:: ОПИСАНИЕ ЗАДАНИЯ ::
Пожалуйста, оформите все строки приведённых ниже записей как таблицу Markdown с колонками «№» и «Строка»: в первой укажите номер строки, во второй — саму строку. Пустые строки и изображения в таблицу не включайте.

:: ВХОДНЫЕ ДАННЫЕ ::
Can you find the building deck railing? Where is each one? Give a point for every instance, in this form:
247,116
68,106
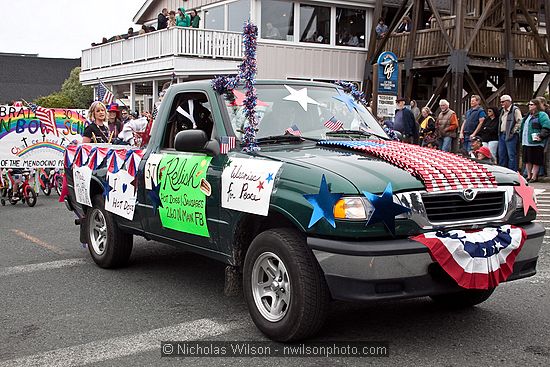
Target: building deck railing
489,43
168,42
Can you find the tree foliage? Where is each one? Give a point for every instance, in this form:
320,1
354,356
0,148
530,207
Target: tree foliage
81,96
72,95
54,100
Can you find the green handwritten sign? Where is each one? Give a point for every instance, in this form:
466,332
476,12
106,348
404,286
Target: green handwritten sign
183,191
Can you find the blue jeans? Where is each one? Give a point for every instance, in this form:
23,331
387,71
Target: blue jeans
446,144
507,151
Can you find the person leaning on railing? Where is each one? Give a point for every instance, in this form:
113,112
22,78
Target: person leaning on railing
195,19
183,19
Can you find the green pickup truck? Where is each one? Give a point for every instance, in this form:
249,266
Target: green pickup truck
328,208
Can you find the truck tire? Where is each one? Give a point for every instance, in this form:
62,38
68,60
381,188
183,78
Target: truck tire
109,246
284,287
463,299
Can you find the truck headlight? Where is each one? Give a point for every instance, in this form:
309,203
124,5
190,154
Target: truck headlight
352,208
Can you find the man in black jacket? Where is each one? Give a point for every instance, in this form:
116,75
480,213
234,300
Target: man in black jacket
405,123
163,19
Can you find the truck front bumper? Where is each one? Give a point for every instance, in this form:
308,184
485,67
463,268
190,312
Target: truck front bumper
400,268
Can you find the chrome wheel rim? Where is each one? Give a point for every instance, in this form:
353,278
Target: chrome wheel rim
271,286
98,232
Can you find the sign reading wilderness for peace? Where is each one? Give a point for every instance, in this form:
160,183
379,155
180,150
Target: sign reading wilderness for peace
26,142
183,191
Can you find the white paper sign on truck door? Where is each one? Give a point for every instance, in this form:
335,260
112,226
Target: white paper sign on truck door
247,185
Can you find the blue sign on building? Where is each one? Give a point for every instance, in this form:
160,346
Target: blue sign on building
388,73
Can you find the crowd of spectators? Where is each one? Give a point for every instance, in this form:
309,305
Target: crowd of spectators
165,20
491,135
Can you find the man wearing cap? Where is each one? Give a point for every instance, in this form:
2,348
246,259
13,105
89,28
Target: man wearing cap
447,124
475,144
483,154
474,120
405,123
510,121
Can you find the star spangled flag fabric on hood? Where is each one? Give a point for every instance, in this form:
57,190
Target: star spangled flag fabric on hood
227,143
294,130
334,124
476,260
46,117
104,94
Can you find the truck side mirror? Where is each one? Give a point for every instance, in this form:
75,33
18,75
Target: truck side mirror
196,141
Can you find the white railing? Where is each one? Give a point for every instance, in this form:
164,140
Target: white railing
189,42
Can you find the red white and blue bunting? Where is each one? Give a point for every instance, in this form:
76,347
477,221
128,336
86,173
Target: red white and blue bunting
438,170
476,260
114,158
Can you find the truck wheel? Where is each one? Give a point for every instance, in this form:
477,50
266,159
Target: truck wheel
108,245
284,287
463,299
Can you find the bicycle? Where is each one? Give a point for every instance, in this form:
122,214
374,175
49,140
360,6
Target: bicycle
45,181
23,190
4,183
56,180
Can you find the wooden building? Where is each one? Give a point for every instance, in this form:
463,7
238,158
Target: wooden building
457,48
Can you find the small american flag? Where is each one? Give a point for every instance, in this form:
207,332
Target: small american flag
334,124
46,117
104,94
227,143
294,130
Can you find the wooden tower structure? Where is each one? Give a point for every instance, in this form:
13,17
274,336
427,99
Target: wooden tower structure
457,48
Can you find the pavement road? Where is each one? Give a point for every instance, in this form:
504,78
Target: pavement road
57,308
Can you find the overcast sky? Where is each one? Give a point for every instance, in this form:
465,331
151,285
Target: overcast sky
62,28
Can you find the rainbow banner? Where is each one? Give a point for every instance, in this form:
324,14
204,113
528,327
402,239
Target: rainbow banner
26,143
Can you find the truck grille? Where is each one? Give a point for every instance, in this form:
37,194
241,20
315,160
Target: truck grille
453,207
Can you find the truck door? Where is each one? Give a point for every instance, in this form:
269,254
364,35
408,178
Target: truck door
183,188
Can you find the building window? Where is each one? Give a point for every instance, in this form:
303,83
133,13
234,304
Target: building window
278,20
350,27
214,18
238,12
314,24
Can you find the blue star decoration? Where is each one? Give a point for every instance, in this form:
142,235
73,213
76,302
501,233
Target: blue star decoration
385,209
347,100
154,195
323,204
107,189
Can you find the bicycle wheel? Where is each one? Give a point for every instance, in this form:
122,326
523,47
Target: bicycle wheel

:: ОТВЕТ ::
| № | Строка |
|---|---|
| 1 | Can you find the building deck railing? Where is each one? Give a point for every instance, in this form: |
| 2 | 247,116 |
| 3 | 68,106 |
| 4 | Target: building deck railing |
| 5 | 489,43 |
| 6 | 168,42 |
| 7 | Can you find the tree foliage? Where is each one? Give a point for every instance, in this form: |
| 8 | 320,1 |
| 9 | 354,356 |
| 10 | 0,148 |
| 11 | 530,207 |
| 12 | Target: tree foliage |
| 13 | 81,96 |
| 14 | 72,95 |
| 15 | 54,100 |
| 16 | Can you find the green handwritten sign? Where is each one? Give a point for every instance, in this form: |
| 17 | 466,332 |
| 18 | 476,12 |
| 19 | 106,348 |
| 20 | 404,286 |
| 21 | Target: green handwritten sign |
| 22 | 183,191 |
| 23 | Can you find the blue jeans? Where is each one? Give a point for every instance, in this form: |
| 24 | 23,331 |
| 25 | 387,71 |
| 26 | Target: blue jeans |
| 27 | 446,144 |
| 28 | 507,151 |
| 29 | Can you find the person leaning on railing? Where is each one? Give a point for every instance, in this form: |
| 30 | 113,112 |
| 31 | 22,78 |
| 32 | Target: person leaning on railing |
| 33 | 195,19 |
| 34 | 183,19 |
| 35 | Can you find the green pickup truck? Where is each one? Give a point for every instance, in this form: |
| 36 | 249,266 |
| 37 | Target: green pickup truck |
| 38 | 328,208 |
| 39 | Can you find the truck tire? Where is each one? Give a point for every instance, in this form: |
| 40 | 62,38 |
| 41 | 68,60 |
| 42 | 381,188 |
| 43 | 183,78 |
| 44 | Target: truck tire |
| 45 | 109,246 |
| 46 | 284,287 |
| 47 | 463,299 |
| 48 | Can you find the truck headlight? Where is each one? Give a point for every instance, in this form: |
| 49 | 309,203 |
| 50 | 124,5 |
| 51 | 190,154 |
| 52 | Target: truck headlight |
| 53 | 352,208 |
| 54 | Can you find the man in black jacket? Where is each one? Give a point for every instance, in this form: |
| 55 | 116,75 |
| 56 | 480,213 |
| 57 | 234,300 |
| 58 | Target: man in black jacket |
| 59 | 405,123 |
| 60 | 163,19 |
| 61 | Can you find the truck front bumper? Where is each one? Give a point for every instance, in this form: |
| 62 | 308,184 |
| 63 | 485,67 |
| 64 | 463,268 |
| 65 | 190,312 |
| 66 | Target: truck front bumper |
| 67 | 400,268 |
| 68 | Can you find the chrome wheel rim? Where is each one? Give a point for every instance, in this form: |
| 69 | 353,278 |
| 70 | Target: chrome wheel rim |
| 71 | 271,286 |
| 72 | 98,232 |
| 73 | Can you find the sign reading wilderness for peace? Where is each one? Give a point for every instance, in this form: |
| 74 | 160,183 |
| 75 | 379,155 |
| 76 | 180,150 |
| 77 | Target: sign reading wilderness for peace |
| 78 | 26,142 |
| 79 | 183,191 |
| 80 | Can you find the white paper sign on truck door? Where is each one? Give a point for every instance, in this form: |
| 81 | 335,260 |
| 82 | 112,226 |
| 83 | Target: white paper sign on truck door |
| 84 | 247,185 |
| 85 | Can you find the blue sign on building? Where is each one? Give a point for every instance, in this form: |
| 86 | 160,346 |
| 87 | Target: blue sign on building |
| 88 | 388,73 |
| 89 | Can you find the crowd of spectators? Where is each one? Give a point for every instance, in this form: |
| 90 | 309,305 |
| 91 | Target: crowd of spectators |
| 92 | 165,20 |
| 93 | 491,135 |
| 94 | Can you find the man wearing cap? Where is each one? Give a point for every instance, in this form: |
| 95 | 2,348 |
| 96 | 246,259 |
| 97 | 13,105 |
| 98 | 89,28 |
| 99 | Target: man wearing cap |
| 100 | 447,124 |
| 101 | 475,144 |
| 102 | 483,154 |
| 103 | 474,120 |
| 104 | 405,123 |
| 105 | 510,121 |
| 106 | Can you find the star spangled flag fabric on hood? Where is each one? Give a point for every instance, in this form: |
| 107 | 57,190 |
| 108 | Target: star spangled flag fabric on hood |
| 109 | 227,143 |
| 110 | 294,130 |
| 111 | 334,124 |
| 112 | 476,260 |
| 113 | 46,117 |
| 114 | 104,94 |
| 115 | Can you find the truck side mirror? Where is each one? Give a point for every instance, in this form: |
| 116 | 75,33 |
| 117 | 18,75 |
| 118 | Target: truck side mirror |
| 119 | 196,141 |
| 120 | Can you find the white railing? Where is each one? Give a point for every instance, in this form: |
| 121 | 164,140 |
| 122 | Target: white railing |
| 123 | 189,42 |
| 124 | Can you find the red white and blue bunting? Where is each one? Give a point for every instance, in this form: |
| 125 | 76,347 |
| 126 | 477,221 |
| 127 | 128,336 |
| 128 | 86,173 |
| 129 | Target: red white and blue bunting |
| 130 | 438,170 |
| 131 | 476,260 |
| 132 | 114,158 |
| 133 | Can you find the truck wheel? Where is each one? Give a point for every instance, in this form: |
| 134 | 477,50 |
| 135 | 266,159 |
| 136 | Target: truck wheel |
| 137 | 108,245 |
| 138 | 284,287 |
| 139 | 463,299 |
| 140 | Can you find the bicycle? Where is each one? Give a point for every instance, in this form: |
| 141 | 122,214 |
| 142 | 374,175 |
| 143 | 49,140 |
| 144 | 360,6 |
| 145 | Target: bicycle |
| 146 | 45,181 |
| 147 | 23,190 |
| 148 | 4,183 |
| 149 | 56,180 |
| 150 | Can you find the wooden building? Where is each one? Give a point for every instance, in this form: |
| 151 | 463,7 |
| 152 | 238,158 |
| 153 | Target: wooden building |
| 154 | 457,48 |
| 155 | Can you find the small american flag? Where is each one? Give a point for every instance, in this form: |
| 156 | 207,332 |
| 157 | Target: small american flag |
| 158 | 334,124 |
| 159 | 46,117 |
| 160 | 104,94 |
| 161 | 227,143 |
| 162 | 294,130 |
| 163 | Can you find the wooden tower structure? Where is each one? Give a point for every instance, in this form: |
| 164 | 13,17 |
| 165 | 274,336 |
| 166 | 427,99 |
| 167 | Target: wooden tower structure |
| 168 | 457,48 |
| 169 | Can you find the pavement road? Where is each one? Give a point for every instance, in this form: |
| 170 | 504,78 |
| 171 | Target: pavement road |
| 172 | 57,308 |
| 173 | Can you find the overcast sky? Where is each one? Give a point for every instance, in this form: |
| 174 | 465,331 |
| 175 | 151,285 |
| 176 | Target: overcast sky |
| 177 | 62,28 |
| 178 | Can you find the rainbow banner? Where is each one? Give a point for every instance, in this form: |
| 179 | 324,14 |
| 180 | 204,113 |
| 181 | 528,327 |
| 182 | 402,239 |
| 183 | Target: rainbow banner |
| 184 | 26,143 |
| 185 | Can you find the truck grille? Where is each one? Give a point for every instance, in this form: |
| 186 | 37,194 |
| 187 | 241,20 |
| 188 | 315,160 |
| 189 | Target: truck grille |
| 190 | 453,207 |
| 191 | Can you find the truck door? Where is each one? Give a point for every instance, in this form: |
| 192 | 269,254 |
| 193 | 364,35 |
| 194 | 408,178 |
| 195 | Target: truck door |
| 196 | 183,188 |
| 197 | Can you find the building window? Where is each one? Give a point for every instance, in this form: |
| 198 | 303,83 |
| 199 | 133,13 |
| 200 | 234,304 |
| 201 | Target: building window |
| 202 | 278,20 |
| 203 | 350,27 |
| 204 | 214,18 |
| 205 | 238,12 |
| 206 | 314,24 |
| 207 | Can you find the blue star decoration? Where is each one? Give a point for every instance, in this form: |
| 208 | 142,235 |
| 209 | 73,213 |
| 210 | 76,302 |
| 211 | 501,233 |
| 212 | Target: blue star decoration |
| 213 | 385,209 |
| 214 | 347,100 |
| 215 | 154,195 |
| 216 | 323,204 |
| 217 | 107,189 |
| 218 | Can you find the bicycle wheel? Where is each one? Give a point for every instance, in this form: |
| 219 | 122,326 |
| 220 | 523,47 |
| 221 | Target: bicycle wheel |